(Dataset rows)
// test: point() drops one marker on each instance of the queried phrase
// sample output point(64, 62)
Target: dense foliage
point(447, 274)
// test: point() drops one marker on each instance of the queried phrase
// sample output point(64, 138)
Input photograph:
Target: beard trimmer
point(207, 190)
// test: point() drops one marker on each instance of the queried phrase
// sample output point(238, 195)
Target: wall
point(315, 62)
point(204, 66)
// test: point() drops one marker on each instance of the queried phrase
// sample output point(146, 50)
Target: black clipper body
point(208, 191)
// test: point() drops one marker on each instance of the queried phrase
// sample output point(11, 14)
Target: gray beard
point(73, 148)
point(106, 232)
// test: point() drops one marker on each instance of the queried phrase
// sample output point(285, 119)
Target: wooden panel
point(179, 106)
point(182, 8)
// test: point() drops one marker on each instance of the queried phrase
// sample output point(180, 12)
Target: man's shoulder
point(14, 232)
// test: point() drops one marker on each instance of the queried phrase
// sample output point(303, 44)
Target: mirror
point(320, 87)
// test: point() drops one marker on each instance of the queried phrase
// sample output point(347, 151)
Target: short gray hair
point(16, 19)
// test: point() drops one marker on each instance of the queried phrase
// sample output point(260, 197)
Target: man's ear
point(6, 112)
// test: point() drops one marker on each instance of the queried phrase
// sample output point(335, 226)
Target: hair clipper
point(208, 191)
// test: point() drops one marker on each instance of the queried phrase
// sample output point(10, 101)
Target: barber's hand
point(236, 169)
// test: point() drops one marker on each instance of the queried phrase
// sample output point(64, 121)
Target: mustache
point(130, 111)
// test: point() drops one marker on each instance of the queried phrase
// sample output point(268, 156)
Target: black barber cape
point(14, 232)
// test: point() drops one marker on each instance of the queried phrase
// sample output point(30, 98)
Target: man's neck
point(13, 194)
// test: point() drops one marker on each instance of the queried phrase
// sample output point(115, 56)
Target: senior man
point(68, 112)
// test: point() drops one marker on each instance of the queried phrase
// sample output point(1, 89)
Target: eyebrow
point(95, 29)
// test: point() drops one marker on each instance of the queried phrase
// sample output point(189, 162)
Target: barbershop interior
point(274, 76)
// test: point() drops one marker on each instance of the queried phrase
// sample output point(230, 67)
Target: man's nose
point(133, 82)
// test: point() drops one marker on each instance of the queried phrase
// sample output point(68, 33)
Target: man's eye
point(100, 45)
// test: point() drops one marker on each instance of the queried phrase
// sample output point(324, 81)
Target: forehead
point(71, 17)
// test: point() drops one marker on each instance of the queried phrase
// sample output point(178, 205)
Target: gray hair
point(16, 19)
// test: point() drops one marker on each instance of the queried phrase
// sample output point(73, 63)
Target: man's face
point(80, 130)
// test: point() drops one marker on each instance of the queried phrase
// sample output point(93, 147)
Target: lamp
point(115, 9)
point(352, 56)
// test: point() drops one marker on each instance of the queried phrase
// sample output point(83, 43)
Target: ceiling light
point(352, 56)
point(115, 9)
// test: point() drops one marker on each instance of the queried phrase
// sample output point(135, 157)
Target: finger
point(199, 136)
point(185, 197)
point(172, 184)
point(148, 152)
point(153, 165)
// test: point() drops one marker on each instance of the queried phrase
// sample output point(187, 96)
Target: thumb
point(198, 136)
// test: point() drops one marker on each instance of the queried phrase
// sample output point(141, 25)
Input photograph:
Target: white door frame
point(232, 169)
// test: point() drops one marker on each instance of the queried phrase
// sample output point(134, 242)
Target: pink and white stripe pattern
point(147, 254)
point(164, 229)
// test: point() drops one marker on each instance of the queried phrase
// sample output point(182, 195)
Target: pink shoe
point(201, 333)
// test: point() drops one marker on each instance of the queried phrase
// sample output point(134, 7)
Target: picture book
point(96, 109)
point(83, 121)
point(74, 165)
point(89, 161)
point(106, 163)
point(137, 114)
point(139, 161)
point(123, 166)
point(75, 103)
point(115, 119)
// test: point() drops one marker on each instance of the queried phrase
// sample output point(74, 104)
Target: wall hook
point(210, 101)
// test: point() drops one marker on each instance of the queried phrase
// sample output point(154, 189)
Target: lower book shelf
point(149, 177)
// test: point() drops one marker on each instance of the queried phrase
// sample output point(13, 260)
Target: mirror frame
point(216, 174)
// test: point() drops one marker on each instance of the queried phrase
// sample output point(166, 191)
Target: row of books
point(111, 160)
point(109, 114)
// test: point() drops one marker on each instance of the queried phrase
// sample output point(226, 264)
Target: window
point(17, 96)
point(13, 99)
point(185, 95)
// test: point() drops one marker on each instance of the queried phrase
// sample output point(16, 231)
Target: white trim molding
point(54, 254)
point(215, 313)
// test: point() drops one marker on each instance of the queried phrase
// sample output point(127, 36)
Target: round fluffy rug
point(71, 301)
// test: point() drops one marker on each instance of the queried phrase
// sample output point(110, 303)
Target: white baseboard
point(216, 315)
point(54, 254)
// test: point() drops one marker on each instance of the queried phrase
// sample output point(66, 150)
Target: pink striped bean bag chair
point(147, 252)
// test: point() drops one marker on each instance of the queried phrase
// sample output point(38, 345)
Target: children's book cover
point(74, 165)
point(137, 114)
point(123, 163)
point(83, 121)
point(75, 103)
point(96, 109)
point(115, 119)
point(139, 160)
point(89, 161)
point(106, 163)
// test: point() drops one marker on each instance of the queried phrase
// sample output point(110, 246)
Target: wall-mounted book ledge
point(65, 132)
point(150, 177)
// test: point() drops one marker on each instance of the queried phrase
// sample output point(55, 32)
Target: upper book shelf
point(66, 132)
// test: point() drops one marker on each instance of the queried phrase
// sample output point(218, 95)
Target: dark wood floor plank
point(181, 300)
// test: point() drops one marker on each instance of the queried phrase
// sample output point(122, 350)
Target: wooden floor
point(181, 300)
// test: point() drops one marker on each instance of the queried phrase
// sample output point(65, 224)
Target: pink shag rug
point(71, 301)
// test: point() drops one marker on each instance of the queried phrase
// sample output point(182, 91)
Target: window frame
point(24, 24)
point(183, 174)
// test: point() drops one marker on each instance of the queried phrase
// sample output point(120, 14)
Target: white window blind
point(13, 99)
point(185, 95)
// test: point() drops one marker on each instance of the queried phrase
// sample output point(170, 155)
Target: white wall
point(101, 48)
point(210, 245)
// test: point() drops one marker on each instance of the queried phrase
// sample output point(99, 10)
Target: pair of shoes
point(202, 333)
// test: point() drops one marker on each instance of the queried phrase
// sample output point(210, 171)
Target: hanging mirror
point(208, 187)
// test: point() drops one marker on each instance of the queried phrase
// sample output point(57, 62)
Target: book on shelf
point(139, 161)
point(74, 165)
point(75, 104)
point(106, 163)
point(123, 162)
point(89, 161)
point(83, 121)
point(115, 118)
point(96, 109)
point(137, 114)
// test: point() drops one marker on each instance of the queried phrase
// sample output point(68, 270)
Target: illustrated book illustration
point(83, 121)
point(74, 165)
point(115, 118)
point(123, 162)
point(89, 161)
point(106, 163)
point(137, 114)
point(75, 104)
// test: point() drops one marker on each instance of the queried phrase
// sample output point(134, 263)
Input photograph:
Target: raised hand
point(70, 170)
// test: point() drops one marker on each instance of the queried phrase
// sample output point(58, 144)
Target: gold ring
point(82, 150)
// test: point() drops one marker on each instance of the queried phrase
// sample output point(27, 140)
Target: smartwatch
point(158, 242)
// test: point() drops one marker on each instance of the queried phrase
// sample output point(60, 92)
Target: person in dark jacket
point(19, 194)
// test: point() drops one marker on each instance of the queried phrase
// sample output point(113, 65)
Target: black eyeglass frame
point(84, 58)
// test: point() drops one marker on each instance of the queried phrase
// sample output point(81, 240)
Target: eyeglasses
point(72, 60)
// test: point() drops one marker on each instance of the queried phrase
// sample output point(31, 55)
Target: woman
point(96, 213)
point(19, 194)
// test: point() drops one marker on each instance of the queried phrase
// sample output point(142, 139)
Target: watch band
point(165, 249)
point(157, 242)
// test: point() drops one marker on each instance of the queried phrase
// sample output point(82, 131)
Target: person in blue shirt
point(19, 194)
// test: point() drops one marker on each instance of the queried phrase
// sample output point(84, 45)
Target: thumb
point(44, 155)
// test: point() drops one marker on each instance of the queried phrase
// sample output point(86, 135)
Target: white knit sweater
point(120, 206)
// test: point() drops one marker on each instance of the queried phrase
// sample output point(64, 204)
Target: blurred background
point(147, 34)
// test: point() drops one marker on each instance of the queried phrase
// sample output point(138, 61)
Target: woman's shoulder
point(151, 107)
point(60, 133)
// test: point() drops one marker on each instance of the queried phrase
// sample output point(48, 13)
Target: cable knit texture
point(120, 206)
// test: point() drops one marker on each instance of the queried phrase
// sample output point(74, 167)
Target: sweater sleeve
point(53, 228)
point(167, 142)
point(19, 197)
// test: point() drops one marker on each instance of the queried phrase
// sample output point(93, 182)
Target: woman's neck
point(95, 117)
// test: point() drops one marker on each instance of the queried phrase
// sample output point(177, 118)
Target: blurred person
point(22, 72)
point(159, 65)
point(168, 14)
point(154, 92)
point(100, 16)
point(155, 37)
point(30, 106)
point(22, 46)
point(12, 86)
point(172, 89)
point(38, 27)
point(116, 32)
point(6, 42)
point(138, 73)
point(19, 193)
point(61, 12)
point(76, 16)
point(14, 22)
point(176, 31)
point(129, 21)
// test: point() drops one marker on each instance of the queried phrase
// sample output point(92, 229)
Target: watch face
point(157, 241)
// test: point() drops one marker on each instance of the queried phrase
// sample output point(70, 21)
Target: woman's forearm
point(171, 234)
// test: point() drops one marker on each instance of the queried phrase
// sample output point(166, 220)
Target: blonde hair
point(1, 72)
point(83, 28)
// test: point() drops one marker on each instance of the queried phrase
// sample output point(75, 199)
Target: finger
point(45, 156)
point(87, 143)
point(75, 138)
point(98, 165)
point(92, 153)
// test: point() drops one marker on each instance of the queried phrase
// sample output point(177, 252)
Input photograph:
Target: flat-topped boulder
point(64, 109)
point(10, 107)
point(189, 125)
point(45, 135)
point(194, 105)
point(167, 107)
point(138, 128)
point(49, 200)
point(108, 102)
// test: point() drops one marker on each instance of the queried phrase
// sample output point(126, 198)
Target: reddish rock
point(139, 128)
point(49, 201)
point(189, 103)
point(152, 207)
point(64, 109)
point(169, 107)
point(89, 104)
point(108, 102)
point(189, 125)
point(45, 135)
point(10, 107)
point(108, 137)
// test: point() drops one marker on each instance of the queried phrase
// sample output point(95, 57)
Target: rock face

> **Task to carry out**
Rewrite the listing from its first line up to and including the line with "point(207, 190)", keeping the request lines as they are. Multiply each coordinate in the answer points by 1.85 and round to the nearest whole number, with halves rounded up; leave the sample output coordinates unchanged.

> **Reply to the exercise**
// test: point() drops one marker on each instance of the queried phrase
// sample output point(64, 62)
Target: dense foliage
point(827, 507)
// test: point() drops one marker on each instance of the queried phrase
// sample output point(64, 138)
Input photograph:
Target: beard trimmer
point(383, 352)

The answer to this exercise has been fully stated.